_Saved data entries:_
┄┄┄┄┄┄┄┄┄┄

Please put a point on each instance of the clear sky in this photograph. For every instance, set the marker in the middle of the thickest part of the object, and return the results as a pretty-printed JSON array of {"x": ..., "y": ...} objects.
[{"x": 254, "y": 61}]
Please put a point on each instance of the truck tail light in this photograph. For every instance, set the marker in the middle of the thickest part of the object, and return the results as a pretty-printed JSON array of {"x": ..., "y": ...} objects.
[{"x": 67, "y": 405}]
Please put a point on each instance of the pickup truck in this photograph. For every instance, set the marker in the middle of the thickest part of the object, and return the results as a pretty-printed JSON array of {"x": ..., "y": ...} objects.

┄┄┄┄┄┄┄┄┄┄

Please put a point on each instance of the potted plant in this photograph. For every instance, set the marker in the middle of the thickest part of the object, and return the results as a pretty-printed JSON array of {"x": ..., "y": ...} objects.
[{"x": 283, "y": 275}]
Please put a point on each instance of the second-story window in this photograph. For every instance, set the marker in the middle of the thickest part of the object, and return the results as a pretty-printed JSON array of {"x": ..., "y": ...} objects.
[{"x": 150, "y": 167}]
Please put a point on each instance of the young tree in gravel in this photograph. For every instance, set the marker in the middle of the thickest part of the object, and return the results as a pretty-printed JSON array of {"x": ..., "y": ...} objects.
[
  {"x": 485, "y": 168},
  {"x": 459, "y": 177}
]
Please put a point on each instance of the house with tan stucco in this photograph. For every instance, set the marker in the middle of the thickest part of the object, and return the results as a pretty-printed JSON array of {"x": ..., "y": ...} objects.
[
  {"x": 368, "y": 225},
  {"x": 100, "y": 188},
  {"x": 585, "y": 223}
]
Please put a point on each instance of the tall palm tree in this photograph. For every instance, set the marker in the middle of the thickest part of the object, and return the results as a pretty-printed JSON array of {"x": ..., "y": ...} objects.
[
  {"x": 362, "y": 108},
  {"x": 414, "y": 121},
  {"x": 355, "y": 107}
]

┄┄┄┄┄┄┄┄┄┄

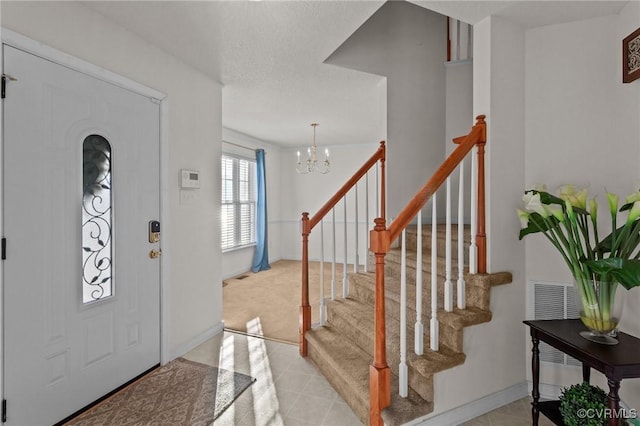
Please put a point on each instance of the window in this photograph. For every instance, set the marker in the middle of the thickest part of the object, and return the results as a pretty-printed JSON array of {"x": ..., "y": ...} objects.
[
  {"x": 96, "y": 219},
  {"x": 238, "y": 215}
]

┄┄┄┄┄┄┄┄┄┄

_Problem statement:_
Look above for the line with "Please put a point on each instance of the clear" and the line with "Please put a point on each instance of the pickup". Retype those two lines and every line between them exactly, adding nothing.

_Answer to the exercise:_
Please put a point on each instance of the clear sky in this photograph. For every instance, set the marker in the middle of the thickest part of the object, and return the results as a pretty-printed JSON array of {"x": ..., "y": ...} objects.
[{"x": 254, "y": 61}]
Please put a point on each instance of the truck tail light in this photograph. For every instance, set the marker in the middle of the thickest part of the object, and return the results as a pretty-printed JSON array of {"x": ..., "y": ...} objects.
[{"x": 67, "y": 405}]
Please put a point on each instance of the pickup truck in this photograph. For every instance, set the marker in the middle of the thickest part of the object, and return the results as a pretty-printed JSON array of {"x": ..., "y": ...} objects.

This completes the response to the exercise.